— BEGIN PAGE EXTRACT —
First, it should be re-iterated that defocus information is monocular, and therefore remains coherent in the presence of view-dependent materials. On the other hand, MVS relies on multi-view consistency, and therefore degrades in performance when applied to materials exhibiting complex reflectance. Unlike shading information defocus is a camera-centric phenomena, and its reconstruction principles can be generalised across many complex environments and scenes with little regard to their content. Often, shading cues must make assumptions about the environment such as the number of light sources and may impose restrictions on the scene materials. Provided sufficent defocus-variant texture is present Favaro (2007), we argue defocus is one of the richest passive sources of information regarding the scene structure. At the macro-scale magnification explored in this paper, this texture limitation is not a concern.

4 Calibration

The calibration of the thick lens camera model is non-trivial for several reasons. First, unlike most approaches, we do not consider camera parameters provided by the manufacturer to be accurate for all focus settings. Rather, we only consider these values relevant when the camera is focused at infinity. Secondly, to our knowledge there is no standard approach for reliably calculating the pupil ratio p, whose value is of significant importance in our model. Finally, our calibration needs to correct for translation and scale differences between multi-focus images without dependance on DoF or texture content.

In this section, we will discuss how we solved these problems. We begin by defining a number of focus settings that sweep through the scene volume. In general, the more focus settings captured, the better our model can be applied to defocus-based reconstruction. Our calibration approach can then be broken down into several stages as summarised in Fig. 3. For each setting, the following key steps are made:

1.
Calculate camera intrinsics and lens distortion
2.
Derive affine transforms to register images
3.
— END PAGE EXTRACT —
* _TASKS TO CARRY OUT_:
a. What reasons does the defocus calibration passage give for why calibrating the thick lens camera model is non-trivial? List every one.
b. Answer these from the defocus calibration passage:
(i) What does MVS rely on?
(ii) When does the passage consider camera parameters provided by the manufacturer relevant?
(iii) What does the passage say happens as more focus settings are captured?
c. Write the next part of the defocus calibration passage, starting right after its last line.
— BEGIN RECORDS SUPPLIED —
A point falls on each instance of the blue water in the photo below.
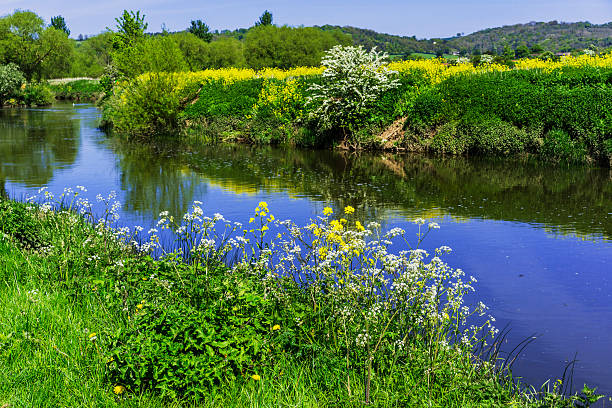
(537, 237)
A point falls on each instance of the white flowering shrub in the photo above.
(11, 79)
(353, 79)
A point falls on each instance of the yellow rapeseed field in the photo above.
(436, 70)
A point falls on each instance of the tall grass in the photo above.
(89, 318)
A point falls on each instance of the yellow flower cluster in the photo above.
— END RECORDS SUPPLIED —
— BEGIN RECORDS SUPPLIED —
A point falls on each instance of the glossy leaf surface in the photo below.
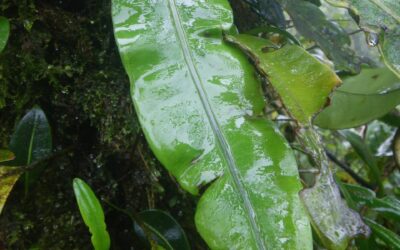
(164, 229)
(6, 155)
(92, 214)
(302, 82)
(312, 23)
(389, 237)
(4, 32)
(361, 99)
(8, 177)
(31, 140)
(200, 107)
— END RECORDS SUPPLIED —
— BEGIN RECORDS SUPPLIED —
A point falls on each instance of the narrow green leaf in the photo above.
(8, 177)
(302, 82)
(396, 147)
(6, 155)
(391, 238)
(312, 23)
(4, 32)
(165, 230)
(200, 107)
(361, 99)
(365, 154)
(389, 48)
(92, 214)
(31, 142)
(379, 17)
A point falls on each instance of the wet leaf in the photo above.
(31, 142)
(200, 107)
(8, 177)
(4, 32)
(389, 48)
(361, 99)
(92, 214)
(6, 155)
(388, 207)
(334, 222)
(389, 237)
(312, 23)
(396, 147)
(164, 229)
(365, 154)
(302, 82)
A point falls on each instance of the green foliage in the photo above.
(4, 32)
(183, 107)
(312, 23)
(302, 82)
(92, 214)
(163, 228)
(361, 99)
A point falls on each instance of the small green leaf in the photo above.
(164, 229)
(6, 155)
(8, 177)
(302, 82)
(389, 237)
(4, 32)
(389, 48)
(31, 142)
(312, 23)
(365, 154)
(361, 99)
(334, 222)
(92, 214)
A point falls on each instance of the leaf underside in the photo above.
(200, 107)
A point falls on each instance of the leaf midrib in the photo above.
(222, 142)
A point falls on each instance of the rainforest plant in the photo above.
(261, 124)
— END RECORDS SUPPLIED —
* _ANSWERS TO THE PROBLEMS_:
a.
- Unlike most approaches, the manufacturer's camera parameters are not considered accurate for all focus settings, only when the camera is focused at infinity.
- There is no standard approach for reliably calculating the pupil ratio p, whose value is of significant importance in the model.
- The calibration needs to correct for translation and scale differences between multi-focus images without dependance on DoF or texture content.

b.
(i) Multi-view consistency.
(ii) Only when the camera is focused at infinity.
(iii) The more focus settings captured, the better the model can be applied to defocus-based reconstruction.

c.
Estimate the defocus parameters in our model
4.
Refine parameters in a per-viewpoint optimisation

From here onwards, we refer to parameters related to the i^th focus setting of this focal stack with a subscript. Without loss of generality, let us define a reference setting at $i=0$.

4.1 Camera Matrices

In this first step, we derive the intrinsic calibration of the camera using a standard approach proposed in Zhang (2000). A calibration plane is positioned in multiple orientations and captured for each focus setting. Images are taken with both a small and a large aperture. For each setting, feature points $\mathbf {c}$ are identified from the smaller aperture images. The intrinsic matrix $K_i$ and lens distortion coefficents for each setting are solved by minimising the reprojection error. In the following sections, images have lens distortion removed. R and $\mathbf {t}$ are calculated in a similar way for each viewpoint, using a set of scene features common to all views.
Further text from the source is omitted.